• TASK REQUIREMENTS: In the passage below about U.S. Coast Guard bilateral agreements, how many other area nations has the United States signed bilateral agreements with?

• TEXT SEGMENT:
________

Complementing that international agreement are bilateral agreements the United States has signed with seven other area nations. Each agreement allows the United States to bring a Coast Guard cutter into that nation’s EEZ to patrol and conduct boardings for EEZ compliance.

These agreements are initiated by U.S. Coast Guard officers working through the U.S. State Department at a country-to-country level, reports Carolyn Ridderman, international affairs officer for District 14. The agreements vary country to country, but each agreement is a relatively simple mechanism that grants each foreign country the ability to conduct law enforcement operations within its EEZ using a U.S. Coast Guard cutter as a platform, she allows.

The key to these agreements is that the host nation will have its own enforcement official conducting operations aboard the U.S. ship. Effectively, the U.S. Coast Guard provides the transportation for the other nation’s official to engage in law enforcement. “The U.S. Coast Guard is not in the business of surveilling other countries’ EEZs,” Ridderman points out. “If we are transiting from point A to point B, and we happen to be passing through another country’s EEZ, then we are willing to provide opportunities for that country to get out on the water and enforce laws in its EEZ. But we don’t specifically patrol other countries’ EEZs,” she emphasizes.

Richard Roberts, acting chief for incident management for District 14, describes these types of agreement as “a force multiplier for the cooperative effort to cure the Pacific area.” The United States is looking to expand that agreement to include another 12 countries, which would help close gaps in maritime security coverage.

Each agreement is different, Lt. Cmdr. Caputo points out. Some are all-encompassing, while others focus on law enforcement or just fishing concerns. A search and rescue agreement with the Republic of the Marshall Islands, Federated States of Micronesia and the Republic of Palau empowers the Coast Guard to provide search and rescue assistance in those countries’ waters, Roberts relates.

________

(Stored data entries)
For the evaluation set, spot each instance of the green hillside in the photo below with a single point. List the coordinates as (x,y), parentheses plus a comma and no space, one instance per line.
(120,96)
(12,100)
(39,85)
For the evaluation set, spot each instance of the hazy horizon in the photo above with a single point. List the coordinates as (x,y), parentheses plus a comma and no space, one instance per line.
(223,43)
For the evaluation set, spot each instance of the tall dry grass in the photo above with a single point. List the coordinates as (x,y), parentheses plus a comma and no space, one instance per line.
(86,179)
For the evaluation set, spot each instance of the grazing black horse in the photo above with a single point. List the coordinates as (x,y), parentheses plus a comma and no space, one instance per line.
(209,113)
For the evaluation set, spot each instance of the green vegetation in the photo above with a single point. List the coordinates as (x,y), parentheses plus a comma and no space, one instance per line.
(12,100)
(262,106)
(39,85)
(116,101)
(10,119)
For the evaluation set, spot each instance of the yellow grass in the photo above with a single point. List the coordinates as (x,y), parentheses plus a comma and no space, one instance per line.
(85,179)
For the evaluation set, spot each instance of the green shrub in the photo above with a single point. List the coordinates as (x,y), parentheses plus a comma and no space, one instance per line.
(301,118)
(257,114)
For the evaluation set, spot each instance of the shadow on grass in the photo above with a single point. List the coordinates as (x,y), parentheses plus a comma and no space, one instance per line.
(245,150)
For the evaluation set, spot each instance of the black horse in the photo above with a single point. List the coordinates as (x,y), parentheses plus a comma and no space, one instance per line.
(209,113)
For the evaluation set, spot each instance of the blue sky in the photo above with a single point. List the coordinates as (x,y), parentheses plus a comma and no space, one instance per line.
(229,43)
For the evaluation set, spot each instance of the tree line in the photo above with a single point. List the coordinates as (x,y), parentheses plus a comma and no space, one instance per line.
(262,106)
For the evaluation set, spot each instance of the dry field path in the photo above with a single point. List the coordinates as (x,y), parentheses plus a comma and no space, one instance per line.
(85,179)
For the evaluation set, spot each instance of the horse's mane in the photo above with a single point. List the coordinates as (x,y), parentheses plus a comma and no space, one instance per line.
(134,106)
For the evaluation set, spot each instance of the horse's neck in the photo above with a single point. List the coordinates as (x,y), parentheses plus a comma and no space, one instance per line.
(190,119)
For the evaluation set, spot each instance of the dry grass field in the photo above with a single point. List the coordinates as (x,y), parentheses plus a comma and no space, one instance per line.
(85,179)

________

• YOUR SOLUTION: Seven other area nations.